**INPUT ROWS:**
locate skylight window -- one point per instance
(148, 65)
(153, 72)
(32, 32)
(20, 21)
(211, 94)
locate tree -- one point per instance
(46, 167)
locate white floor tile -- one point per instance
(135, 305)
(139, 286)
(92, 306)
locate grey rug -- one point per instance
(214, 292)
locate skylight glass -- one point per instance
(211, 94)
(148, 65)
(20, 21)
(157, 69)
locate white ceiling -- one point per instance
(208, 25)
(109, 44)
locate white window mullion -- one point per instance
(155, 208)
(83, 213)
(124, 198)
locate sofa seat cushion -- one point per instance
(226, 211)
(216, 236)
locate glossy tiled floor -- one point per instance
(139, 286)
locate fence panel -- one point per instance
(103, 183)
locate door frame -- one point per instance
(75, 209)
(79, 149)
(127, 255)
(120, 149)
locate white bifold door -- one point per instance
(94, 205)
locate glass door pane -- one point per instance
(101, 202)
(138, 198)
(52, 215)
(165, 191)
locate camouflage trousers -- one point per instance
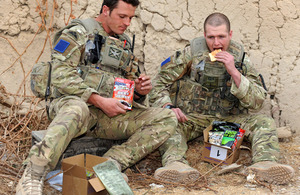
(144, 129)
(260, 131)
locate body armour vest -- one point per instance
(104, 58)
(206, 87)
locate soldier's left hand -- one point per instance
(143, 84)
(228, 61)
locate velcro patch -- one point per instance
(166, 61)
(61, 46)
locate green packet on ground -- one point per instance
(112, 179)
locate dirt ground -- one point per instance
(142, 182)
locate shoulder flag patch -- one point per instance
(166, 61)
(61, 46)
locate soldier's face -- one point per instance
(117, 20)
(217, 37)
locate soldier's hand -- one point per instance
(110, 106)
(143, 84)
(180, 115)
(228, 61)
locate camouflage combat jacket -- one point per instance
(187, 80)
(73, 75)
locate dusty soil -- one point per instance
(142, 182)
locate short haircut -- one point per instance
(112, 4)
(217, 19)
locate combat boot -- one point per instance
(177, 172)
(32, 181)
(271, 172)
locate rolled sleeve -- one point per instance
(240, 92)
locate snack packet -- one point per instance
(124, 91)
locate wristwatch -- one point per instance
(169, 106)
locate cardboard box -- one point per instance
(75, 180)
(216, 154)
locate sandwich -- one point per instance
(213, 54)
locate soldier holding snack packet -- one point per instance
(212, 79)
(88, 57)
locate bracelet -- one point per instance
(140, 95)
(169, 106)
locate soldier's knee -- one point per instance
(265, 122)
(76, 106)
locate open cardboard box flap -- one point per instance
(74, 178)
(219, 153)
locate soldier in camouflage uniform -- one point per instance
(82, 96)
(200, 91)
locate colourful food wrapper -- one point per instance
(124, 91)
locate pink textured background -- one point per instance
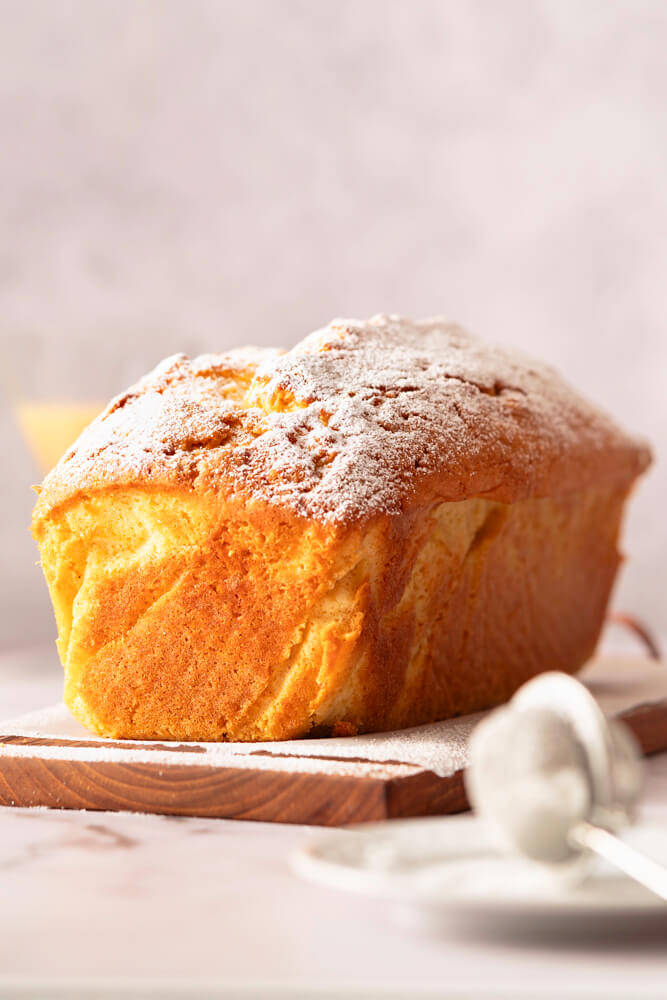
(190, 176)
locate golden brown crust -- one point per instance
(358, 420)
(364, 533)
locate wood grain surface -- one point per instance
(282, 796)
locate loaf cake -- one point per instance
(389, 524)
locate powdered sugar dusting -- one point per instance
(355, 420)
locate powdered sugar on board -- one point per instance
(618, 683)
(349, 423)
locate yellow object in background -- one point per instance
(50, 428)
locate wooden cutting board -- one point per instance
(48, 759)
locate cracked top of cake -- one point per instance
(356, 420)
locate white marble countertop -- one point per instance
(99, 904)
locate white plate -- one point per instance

**REQUEST:** Quote every line of the records above exactly; no picture is to be copied.

**FULL RESPONSE:**
locate skylight window -- one point per instance
(148, 65)
(153, 72)
(32, 32)
(20, 21)
(211, 94)
locate tree -- one point per instance
(46, 167)
locate white floor tile -- one point per instance
(135, 305)
(139, 286)
(92, 306)
locate grey rug -- one point per instance
(214, 292)
locate skylight glass -- one point per instance
(211, 94)
(148, 65)
(20, 21)
(157, 69)
locate white ceiling -- one point per instance
(208, 25)
(109, 44)
locate white window mullion -- one point per instance
(155, 208)
(83, 213)
(124, 198)
locate sofa seat cushion -- one point per instance
(226, 211)
(216, 236)
locate glossy tiled floor -- one point per instance
(139, 286)
locate fence panel -- one point per instance
(103, 183)
locate door frame -- one point per instance
(75, 209)
(79, 149)
(127, 255)
(120, 149)
locate white bifold door -- one point per instance
(94, 205)
locate glass door pane -- one point per instance
(101, 202)
(138, 198)
(52, 215)
(165, 191)
locate camouflage trousers -- one point per instance
(144, 129)
(260, 131)
locate body armour vest -- one point per instance
(104, 58)
(206, 87)
locate soldier's left hand -- one point per instance
(143, 84)
(228, 61)
locate velcro patch -- one point per instance
(166, 61)
(61, 46)
locate green packet on ground -- one point per instance
(112, 179)
locate dirt ground -- one point per instance
(142, 182)
locate shoulder flag patch -- one point per instance
(166, 61)
(61, 46)
locate soldier's face -- one point per instance
(117, 20)
(217, 37)
locate soldier's hand -- one point per instance
(110, 106)
(143, 84)
(180, 115)
(228, 61)
locate camouflage combat jacket -- one point per instance
(187, 80)
(73, 75)
locate dusty soil -- one point per instance
(142, 182)
locate short haircut -- one point per instance
(112, 4)
(217, 19)
locate combat boot -- one point per instance
(177, 172)
(32, 181)
(271, 172)
locate rolled sleeve -- one point per instance
(240, 92)
locate snack packet -- one point per instance
(124, 91)
locate wristwatch -- one point per instance
(169, 106)
locate cardboard box -- one point per instance
(75, 180)
(216, 154)
locate sandwich -- one point per instance
(213, 54)
locate soldier holding snack packet -- one point per instance
(212, 79)
(88, 57)
locate bracelet -- one point per instance
(140, 95)
(169, 106)
locate soldier's knee -- one point per instance
(265, 122)
(76, 106)
locate open cardboard box flap -- one point per instance
(74, 178)
(219, 153)
locate soldier in camouflage uniform -- one point per instance
(82, 96)
(200, 91)
locate colourful food wrapper -- one point per instance
(124, 91)
locate pink textured background -- one point per instance
(190, 176)
locate golden brown crust -- one point per instance
(358, 420)
(364, 533)
locate wood grain surface -- one point per instance
(282, 796)
locate loaf cake -- one point per instance
(389, 524)
locate powdered sugar dusting -- one point per instance
(355, 420)
locate powdered sugar on board -- one point per instance
(618, 683)
(349, 423)
locate yellow object in background -- one point per instance
(50, 428)
locate wooden cutting board -- one point per instance
(48, 759)
locate cracked top of cake -- one point per instance
(356, 420)
locate white marble countertop -- one point per instance
(99, 904)
locate white plate -- one point per instance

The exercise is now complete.